The guiding principal
of Shocks & Surprises is that it identifies that data which falls
one standard deviation above or below the range of consensus
expectations, or in the absence of a surveyed consensus, more than a
standard deviation outside identifiable current trends.
One of the upshots of
this is that if these Shocks & Surprises are distributed
normally, we should expect roughly 16% of the data to Shock and 16%
to Surprise, and the remaining 68% to conform to consensus or trend.
That would represent a state of affairs we might call 'normality'.
Over the last six weeks, we been a long way from normality: typically
between 45% and on occasion 60% of the data coming across our screens
has been either Shocking or Surprising. Statistically we have been
living in distinctly non-normal times. I am sure you have noticed.
What is less obvious is
that, news headlines notwithstanding, the last couple of weeks may be
edging back to normality, in the sense that the economic data is
beginning to conform once more to statistical normality. This is not
wholly or solely a matter of the financial industry's stable of
economists reconciling their short-term forecasts to the new reality;
it also includes a reassertion of historic seasonal patterns, albeit
perhaps at slightly lower levels than previously expected. Thus, two
weeks ago, the proportion of Shocks & Surprises fell to 43.1%,
and this last week it sank to 35.2% of the 70 pieces of data I
tracked - which is within roughly three percentage points of
statistical 'normality'.
More, the only part of
the world which is still delivering a statistically abnormal
proportion of Shocks & Surprises is, of course, Europe. In the US
certainly, but also within Asia as a whole, we are no longer in
abnormal territory.
So we must start with
Europe, where this last week brought the advance readings of
manufacturing PMIs for May. Dire reading they made, with Germany,
France and the rest of the Eurozone showing the worst readings for
around three years, and with new orders shrinking fast owing to
faltering domestic demand more than falling export interest. In the
UK, the CBI Trends Total Orders survey gave the same message, as it
retreated to levels last seen in December, although export orders
eased only marginally. Germany's Ifo Institute also published their
monthly survey of Germany business sentiment, with readings for
overall Business Climate, Current Conditions and Expectations all
falling below the level of expectations – although even now German
business expectations are running higher than the long-term average
for the series. There's no such mitigation for Italian Consumer
Confidence, which for the second successive month explored previously
untouched depths of gloom: a reflection on the outlook for the
national economy rather than current individual economic and
financial experience.
****************************************
▶ Set problem a:
Extract the portion of the Shocks & Surprises passage between "Over the last" and "you have noticed.", inclusive, reproducing it word for word.

Outline records for named regions:
****************************************
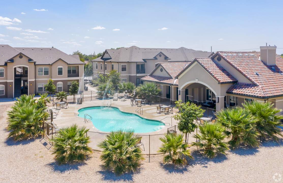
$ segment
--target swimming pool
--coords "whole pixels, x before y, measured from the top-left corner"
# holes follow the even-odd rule
[[[93,125],[103,132],[129,128],[137,133],[151,132],[165,126],[160,121],[142,118],[134,114],[120,111],[115,107],[95,106],[84,107],[78,111],[79,116],[84,118],[87,114],[92,117]]]

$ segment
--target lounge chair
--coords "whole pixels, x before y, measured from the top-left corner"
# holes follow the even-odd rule
[[[125,101],[125,100],[127,99],[128,98],[128,94],[126,94],[124,95],[124,97],[121,99],[121,100],[123,100]]]
[[[156,111],[156,113],[157,113],[157,112],[159,111],[159,113],[162,112],[163,110],[161,108],[160,106],[156,106],[156,107],[157,107],[157,111]]]

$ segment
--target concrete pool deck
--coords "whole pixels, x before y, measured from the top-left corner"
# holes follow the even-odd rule
[[[88,122],[84,122],[84,119],[78,116],[78,110],[83,107],[92,106],[107,106],[107,104],[109,102],[110,100],[111,101],[111,106],[119,108],[120,111],[130,113],[138,115],[140,117],[150,119],[154,119],[158,120],[162,120],[165,118],[167,117],[172,117],[172,126],[171,125],[171,119],[167,118],[162,121],[164,123],[169,123],[170,124],[165,124],[164,127],[160,130],[151,132],[145,133],[138,133],[140,135],[155,135],[162,134],[167,132],[167,129],[175,125],[177,125],[177,121],[175,120],[173,116],[175,114],[175,113],[170,113],[169,114],[166,113],[164,114],[163,113],[156,113],[156,106],[147,105],[142,106],[143,112],[142,115],[136,112],[139,107],[136,106],[131,106],[130,105],[130,100],[129,99],[127,99],[125,101],[121,101],[119,100],[113,101],[113,99],[111,100],[93,100],[91,101],[84,101],[82,104],[69,104],[69,108],[67,109],[63,108],[60,110],[53,109],[55,111],[59,111],[58,115],[56,118],[53,119],[53,121],[58,127],[67,126],[70,126],[72,124],[75,123],[80,126],[85,126],[87,128],[89,129],[89,131],[100,133],[107,133],[108,132],[103,132],[97,128],[93,125],[92,122],[90,121]],[[92,120],[95,120],[93,119]]]

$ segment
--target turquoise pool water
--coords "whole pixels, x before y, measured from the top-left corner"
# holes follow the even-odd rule
[[[104,132],[131,128],[136,133],[146,133],[158,130],[165,126],[159,121],[122,112],[116,107],[94,106],[82,108],[78,112],[79,116],[83,118],[85,114],[92,117],[91,121],[94,126]]]

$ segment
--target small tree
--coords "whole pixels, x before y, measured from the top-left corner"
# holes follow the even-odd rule
[[[176,101],[175,104],[176,107],[179,109],[179,112],[174,115],[173,117],[179,121],[178,128],[180,131],[185,133],[185,140],[186,142],[187,134],[194,132],[197,127],[194,120],[196,119],[197,117],[202,117],[205,111],[193,103],[184,103],[179,100]]]
[[[75,95],[78,93],[79,91],[79,83],[76,81],[73,81],[71,83],[71,86],[69,90],[69,92],[71,95],[73,96],[74,102],[75,102]]]
[[[52,79],[49,78],[48,80],[48,83],[44,85],[46,91],[49,92],[50,96],[51,96],[51,94],[56,91],[56,87],[53,83],[54,82]]]

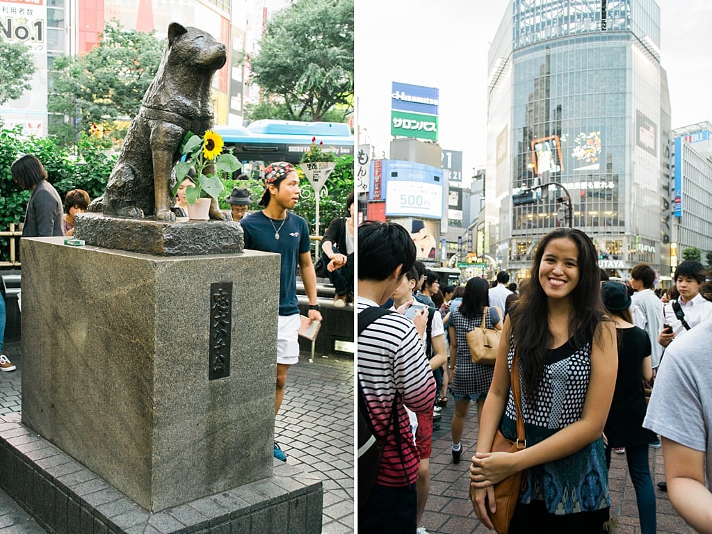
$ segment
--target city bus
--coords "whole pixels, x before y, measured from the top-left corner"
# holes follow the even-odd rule
[[[321,149],[337,156],[354,153],[354,137],[347,124],[302,122],[263,119],[248,126],[215,126],[225,147],[243,164],[239,174],[260,179],[260,169],[272,162],[296,164],[309,150],[312,139]]]

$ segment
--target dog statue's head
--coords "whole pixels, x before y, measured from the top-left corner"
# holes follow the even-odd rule
[[[177,22],[168,26],[167,53],[171,62],[189,64],[208,71],[221,68],[227,60],[225,45],[197,28],[185,27]]]

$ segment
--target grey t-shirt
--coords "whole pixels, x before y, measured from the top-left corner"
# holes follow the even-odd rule
[[[693,327],[665,350],[643,426],[706,453],[712,490],[712,319]]]

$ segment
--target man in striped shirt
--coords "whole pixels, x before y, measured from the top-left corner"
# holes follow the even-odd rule
[[[412,267],[415,255],[412,239],[399,224],[366,221],[359,227],[359,313],[388,300]],[[384,315],[358,337],[358,380],[367,416],[379,441],[388,436],[375,486],[365,507],[360,504],[362,532],[370,528],[394,533],[416,530],[419,461],[405,407],[416,414],[431,414],[435,401],[435,380],[423,350],[424,311],[412,321],[399,314]],[[394,402],[397,420],[389,428]]]

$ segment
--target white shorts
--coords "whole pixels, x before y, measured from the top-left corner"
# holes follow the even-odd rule
[[[293,365],[299,362],[299,340],[297,332],[301,319],[298,313],[280,315],[277,325],[277,363]]]

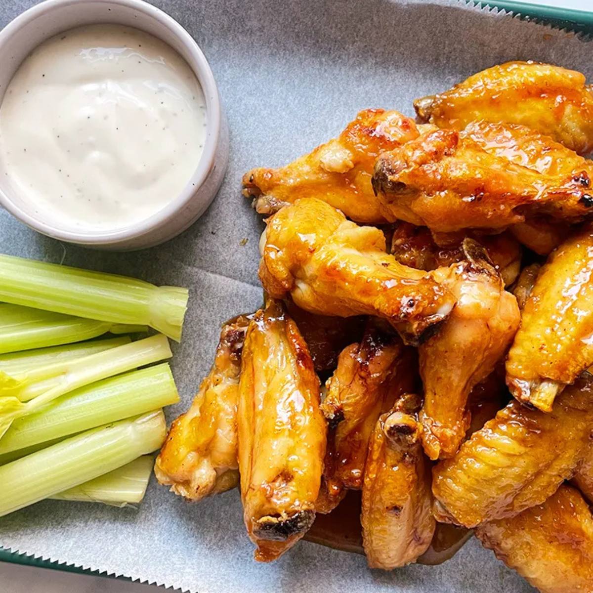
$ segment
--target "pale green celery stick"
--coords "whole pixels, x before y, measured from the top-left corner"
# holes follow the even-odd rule
[[[0,439],[0,455],[178,401],[167,363],[104,379],[15,420]]]
[[[152,473],[154,458],[143,455],[127,465],[75,486],[50,498],[81,502],[102,502],[114,506],[142,502]]]
[[[0,302],[0,354],[69,344],[111,333],[146,331],[146,325],[122,326]]]
[[[132,342],[129,336],[109,338],[106,340],[91,340],[75,344],[52,346],[47,348],[25,350],[21,352],[0,354],[0,371],[9,375],[21,373],[40,366],[73,361],[91,354],[123,346]]]
[[[0,373],[0,438],[14,420],[38,411],[60,396],[171,356],[168,340],[158,334],[98,354],[36,369],[22,376],[11,377]],[[39,394],[39,385],[47,387],[48,380],[54,377],[59,380]]]
[[[148,325],[179,341],[187,289],[0,255],[0,301],[113,323]]]
[[[0,466],[0,517],[151,453],[166,433],[162,410],[152,412],[94,428]]]

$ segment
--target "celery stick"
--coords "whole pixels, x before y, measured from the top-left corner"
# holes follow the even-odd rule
****************************************
▶ Set problem b:
How many lines of the records contain the string "pool", matching case exactly? Reply with the number alone.

▶ Exercise response a:
Over the last six weeks, we been a long way from normality: typically
between 45% and on occasion 60% of the data coming across our screens
has been either Shocking or Surprising. Statistically we have been
living in distinctly non-normal times. I am sure you have noticed.

▶ Exercise response b:
3